- _What is required_
Starting at the line that contains "Objective — for every instance of the necktie" and running through the last of the entries below, rewrite those lines with "thickest part" replaced by "widest part", leaving everything else unchanged.

★ ★ ★ ★

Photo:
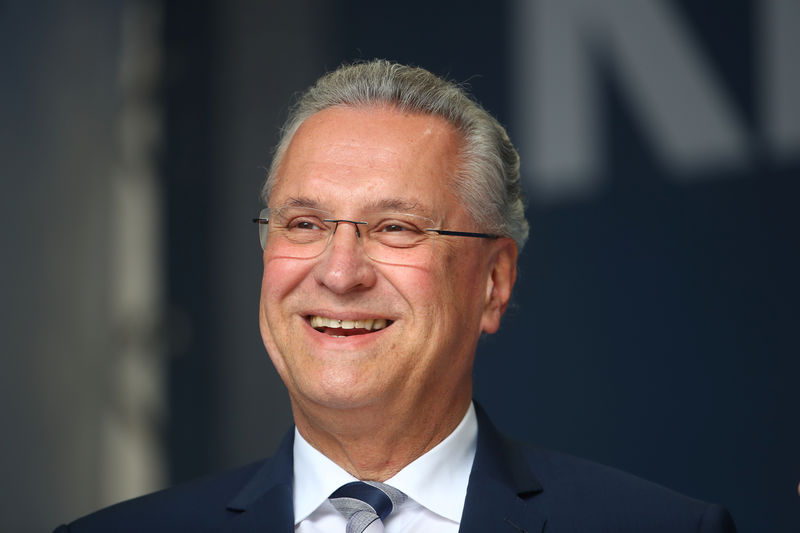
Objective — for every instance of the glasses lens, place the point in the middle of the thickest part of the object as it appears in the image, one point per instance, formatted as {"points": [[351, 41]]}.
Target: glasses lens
{"points": [[399, 239], [297, 231], [304, 233]]}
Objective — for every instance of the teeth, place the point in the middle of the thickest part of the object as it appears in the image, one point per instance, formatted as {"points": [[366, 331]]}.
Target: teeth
{"points": [[368, 324]]}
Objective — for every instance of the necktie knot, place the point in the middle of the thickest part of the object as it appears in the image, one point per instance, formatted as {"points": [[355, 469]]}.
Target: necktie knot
{"points": [[363, 502]]}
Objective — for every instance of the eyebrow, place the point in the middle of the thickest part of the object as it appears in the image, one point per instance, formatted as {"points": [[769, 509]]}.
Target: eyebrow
{"points": [[389, 204]]}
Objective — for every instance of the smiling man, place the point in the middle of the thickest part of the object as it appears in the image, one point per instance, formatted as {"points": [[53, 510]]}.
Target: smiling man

★ ★ ★ ★

- _Correct output_
Objective — for every instance of the necktie knot, place the point in the middle of the widest part of the object as it appears in the image, one point per instance, formatted as {"points": [[355, 469]]}.
Target: necktie knot
{"points": [[363, 502]]}
Objective — for every instance of the eyebrow, place the point in the middle of the widest part of the object as it appears in the image, one point per instance, formatted as {"points": [[769, 509]]}.
Target: eyebrow
{"points": [[389, 204]]}
Objective — for every instance of the smiling man, place the point in the middle of the widest part of the object as it appears in the image, one point per instance, formatted as {"points": [[53, 510]]}.
Target: smiling man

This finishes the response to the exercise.